— ENTRIES SHOWN —

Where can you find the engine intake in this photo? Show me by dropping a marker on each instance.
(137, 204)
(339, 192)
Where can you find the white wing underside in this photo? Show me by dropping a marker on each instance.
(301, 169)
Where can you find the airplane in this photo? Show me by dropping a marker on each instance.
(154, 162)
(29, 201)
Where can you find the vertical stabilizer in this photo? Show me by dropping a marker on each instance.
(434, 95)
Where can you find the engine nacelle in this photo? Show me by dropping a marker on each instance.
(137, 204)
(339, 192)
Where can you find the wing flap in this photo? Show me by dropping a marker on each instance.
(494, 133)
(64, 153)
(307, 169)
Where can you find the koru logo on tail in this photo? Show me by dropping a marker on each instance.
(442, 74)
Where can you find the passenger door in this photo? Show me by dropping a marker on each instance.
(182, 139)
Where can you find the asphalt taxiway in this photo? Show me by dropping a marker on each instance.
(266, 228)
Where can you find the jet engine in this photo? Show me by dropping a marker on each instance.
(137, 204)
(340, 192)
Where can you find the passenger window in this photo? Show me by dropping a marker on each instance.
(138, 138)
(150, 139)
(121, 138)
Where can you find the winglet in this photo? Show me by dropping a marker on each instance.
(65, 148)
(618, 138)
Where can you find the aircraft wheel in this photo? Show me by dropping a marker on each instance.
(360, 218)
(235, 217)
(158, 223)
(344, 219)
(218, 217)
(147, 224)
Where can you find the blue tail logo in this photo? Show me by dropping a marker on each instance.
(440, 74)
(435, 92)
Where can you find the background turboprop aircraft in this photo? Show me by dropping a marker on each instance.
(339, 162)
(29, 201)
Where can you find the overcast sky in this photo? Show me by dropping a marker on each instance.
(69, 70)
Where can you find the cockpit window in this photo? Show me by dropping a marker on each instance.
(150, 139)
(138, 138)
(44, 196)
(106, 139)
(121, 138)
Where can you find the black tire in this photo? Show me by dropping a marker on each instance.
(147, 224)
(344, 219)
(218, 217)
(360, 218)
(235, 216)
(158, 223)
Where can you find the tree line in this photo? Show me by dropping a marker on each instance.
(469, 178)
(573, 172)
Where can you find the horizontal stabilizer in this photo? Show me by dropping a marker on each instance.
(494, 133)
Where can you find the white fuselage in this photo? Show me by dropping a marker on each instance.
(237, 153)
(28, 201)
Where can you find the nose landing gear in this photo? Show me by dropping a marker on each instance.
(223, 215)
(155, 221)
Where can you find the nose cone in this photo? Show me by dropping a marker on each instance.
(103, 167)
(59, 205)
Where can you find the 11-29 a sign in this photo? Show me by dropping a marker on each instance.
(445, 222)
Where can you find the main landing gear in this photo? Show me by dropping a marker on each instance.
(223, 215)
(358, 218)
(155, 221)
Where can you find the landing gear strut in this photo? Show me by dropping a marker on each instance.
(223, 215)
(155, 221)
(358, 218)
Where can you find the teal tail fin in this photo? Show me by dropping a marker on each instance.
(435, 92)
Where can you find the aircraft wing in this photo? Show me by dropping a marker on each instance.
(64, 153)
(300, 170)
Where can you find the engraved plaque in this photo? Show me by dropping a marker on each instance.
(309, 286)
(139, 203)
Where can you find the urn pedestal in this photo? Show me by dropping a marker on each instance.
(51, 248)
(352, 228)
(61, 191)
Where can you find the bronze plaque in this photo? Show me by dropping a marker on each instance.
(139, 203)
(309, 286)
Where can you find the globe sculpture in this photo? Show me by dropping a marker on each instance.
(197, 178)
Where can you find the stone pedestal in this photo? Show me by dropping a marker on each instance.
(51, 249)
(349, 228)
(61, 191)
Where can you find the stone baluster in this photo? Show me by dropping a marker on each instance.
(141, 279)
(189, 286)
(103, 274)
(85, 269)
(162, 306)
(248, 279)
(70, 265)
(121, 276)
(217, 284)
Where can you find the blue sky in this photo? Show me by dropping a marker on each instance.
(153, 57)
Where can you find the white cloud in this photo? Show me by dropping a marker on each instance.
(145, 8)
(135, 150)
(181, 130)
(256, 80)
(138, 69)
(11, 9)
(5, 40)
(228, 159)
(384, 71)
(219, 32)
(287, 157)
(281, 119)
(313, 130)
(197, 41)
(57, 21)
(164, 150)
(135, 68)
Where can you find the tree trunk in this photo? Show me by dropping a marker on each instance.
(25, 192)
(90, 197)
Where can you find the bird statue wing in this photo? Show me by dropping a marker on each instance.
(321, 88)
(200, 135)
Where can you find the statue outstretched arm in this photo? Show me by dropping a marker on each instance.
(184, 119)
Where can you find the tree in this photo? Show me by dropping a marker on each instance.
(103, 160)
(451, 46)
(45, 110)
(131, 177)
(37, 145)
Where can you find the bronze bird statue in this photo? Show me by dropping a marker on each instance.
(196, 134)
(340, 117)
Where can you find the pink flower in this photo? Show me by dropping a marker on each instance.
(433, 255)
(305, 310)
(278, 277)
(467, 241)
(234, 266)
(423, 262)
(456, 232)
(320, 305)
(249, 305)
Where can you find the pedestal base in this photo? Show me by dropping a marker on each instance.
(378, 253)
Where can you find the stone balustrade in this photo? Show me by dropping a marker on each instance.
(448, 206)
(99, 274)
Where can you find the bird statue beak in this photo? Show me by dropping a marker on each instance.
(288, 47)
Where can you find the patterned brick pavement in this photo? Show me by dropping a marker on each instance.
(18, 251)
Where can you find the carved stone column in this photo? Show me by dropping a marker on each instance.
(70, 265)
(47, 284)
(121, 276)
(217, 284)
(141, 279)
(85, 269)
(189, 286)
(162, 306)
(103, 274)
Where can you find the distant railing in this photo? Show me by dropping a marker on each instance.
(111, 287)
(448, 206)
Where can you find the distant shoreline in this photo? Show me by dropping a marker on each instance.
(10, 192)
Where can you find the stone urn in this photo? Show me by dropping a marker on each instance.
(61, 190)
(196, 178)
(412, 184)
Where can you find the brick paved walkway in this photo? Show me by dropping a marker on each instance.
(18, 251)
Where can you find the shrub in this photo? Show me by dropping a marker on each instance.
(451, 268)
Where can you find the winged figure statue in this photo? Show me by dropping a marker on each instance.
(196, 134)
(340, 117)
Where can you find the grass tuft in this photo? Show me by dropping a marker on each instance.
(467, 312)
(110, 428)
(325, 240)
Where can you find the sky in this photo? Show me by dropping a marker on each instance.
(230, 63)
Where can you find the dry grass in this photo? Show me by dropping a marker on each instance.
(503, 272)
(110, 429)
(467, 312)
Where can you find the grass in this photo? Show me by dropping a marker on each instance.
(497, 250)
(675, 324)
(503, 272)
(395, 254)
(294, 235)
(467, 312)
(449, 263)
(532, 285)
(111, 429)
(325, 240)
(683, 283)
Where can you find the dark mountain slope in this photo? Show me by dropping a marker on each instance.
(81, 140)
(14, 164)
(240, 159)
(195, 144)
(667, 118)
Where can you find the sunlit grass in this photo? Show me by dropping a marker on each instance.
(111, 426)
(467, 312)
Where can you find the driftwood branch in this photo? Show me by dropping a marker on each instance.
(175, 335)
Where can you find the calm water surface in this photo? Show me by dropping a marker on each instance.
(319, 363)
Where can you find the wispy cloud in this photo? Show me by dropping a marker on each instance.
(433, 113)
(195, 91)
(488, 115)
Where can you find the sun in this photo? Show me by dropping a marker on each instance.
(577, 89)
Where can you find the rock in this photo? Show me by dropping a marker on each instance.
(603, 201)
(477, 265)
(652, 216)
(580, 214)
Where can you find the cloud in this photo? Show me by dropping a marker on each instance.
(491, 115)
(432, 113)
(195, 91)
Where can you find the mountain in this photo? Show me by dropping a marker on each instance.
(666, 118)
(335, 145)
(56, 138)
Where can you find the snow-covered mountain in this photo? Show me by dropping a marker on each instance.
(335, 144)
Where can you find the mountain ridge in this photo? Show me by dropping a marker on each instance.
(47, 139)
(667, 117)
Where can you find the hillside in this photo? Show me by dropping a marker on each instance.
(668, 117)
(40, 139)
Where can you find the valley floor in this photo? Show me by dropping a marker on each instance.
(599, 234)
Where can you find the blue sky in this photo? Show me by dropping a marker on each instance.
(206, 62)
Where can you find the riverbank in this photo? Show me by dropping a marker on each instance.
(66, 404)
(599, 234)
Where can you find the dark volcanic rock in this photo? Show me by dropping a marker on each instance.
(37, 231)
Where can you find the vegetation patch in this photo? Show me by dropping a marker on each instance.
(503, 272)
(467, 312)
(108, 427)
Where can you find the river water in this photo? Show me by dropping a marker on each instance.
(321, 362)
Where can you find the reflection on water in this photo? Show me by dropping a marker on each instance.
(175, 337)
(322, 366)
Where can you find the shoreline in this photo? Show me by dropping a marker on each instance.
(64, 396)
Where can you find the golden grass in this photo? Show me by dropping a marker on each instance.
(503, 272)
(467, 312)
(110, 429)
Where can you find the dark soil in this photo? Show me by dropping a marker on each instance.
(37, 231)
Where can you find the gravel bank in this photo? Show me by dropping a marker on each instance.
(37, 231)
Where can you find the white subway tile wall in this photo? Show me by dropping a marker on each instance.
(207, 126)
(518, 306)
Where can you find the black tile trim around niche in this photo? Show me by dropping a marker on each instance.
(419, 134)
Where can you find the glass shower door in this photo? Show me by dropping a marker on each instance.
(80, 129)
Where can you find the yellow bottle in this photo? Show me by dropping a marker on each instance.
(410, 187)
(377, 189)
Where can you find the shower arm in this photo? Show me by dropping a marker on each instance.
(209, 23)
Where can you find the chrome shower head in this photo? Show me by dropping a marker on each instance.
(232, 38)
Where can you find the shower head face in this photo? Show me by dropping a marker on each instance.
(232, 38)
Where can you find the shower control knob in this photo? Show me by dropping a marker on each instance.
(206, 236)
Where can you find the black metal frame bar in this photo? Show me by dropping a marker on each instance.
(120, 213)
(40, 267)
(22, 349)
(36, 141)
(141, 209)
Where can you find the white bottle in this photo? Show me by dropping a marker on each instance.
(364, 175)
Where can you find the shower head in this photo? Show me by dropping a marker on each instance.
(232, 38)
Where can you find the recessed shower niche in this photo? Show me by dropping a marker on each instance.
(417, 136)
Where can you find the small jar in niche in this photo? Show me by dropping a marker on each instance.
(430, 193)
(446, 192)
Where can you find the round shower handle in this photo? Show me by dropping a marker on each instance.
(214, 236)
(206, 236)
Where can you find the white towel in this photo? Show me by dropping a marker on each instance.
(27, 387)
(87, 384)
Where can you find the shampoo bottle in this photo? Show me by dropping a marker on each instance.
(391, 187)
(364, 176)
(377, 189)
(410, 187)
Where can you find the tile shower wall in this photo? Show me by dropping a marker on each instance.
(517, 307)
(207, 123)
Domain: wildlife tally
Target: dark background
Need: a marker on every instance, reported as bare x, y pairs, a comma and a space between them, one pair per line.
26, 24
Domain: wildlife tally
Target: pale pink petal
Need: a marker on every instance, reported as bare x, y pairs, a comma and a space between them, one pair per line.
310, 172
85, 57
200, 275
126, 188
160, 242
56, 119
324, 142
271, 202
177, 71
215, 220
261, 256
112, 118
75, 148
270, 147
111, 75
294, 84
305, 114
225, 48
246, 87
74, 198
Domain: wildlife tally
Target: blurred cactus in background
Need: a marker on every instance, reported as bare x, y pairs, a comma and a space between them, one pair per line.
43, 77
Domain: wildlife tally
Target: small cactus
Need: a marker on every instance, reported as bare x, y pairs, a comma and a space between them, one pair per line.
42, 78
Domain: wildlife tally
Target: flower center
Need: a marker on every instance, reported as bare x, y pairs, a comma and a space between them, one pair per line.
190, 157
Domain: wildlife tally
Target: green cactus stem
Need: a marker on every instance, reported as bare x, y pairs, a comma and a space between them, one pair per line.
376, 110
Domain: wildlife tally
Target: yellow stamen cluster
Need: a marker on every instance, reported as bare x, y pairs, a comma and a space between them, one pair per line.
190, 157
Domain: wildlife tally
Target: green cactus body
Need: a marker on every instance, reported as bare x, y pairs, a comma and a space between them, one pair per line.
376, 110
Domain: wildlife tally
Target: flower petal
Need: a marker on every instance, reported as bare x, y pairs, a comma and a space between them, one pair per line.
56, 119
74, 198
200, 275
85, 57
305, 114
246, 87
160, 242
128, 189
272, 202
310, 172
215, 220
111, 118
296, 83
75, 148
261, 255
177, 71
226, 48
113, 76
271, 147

— SHORT TASK —
Show each line of the data above that contains the string "background".

— EXERCISE OUTPUT —
Where can you find the background turboprop aircraft in this photo? Show me by dropping a marker on each instance.
Target: dark background
Target: blurred cactus in background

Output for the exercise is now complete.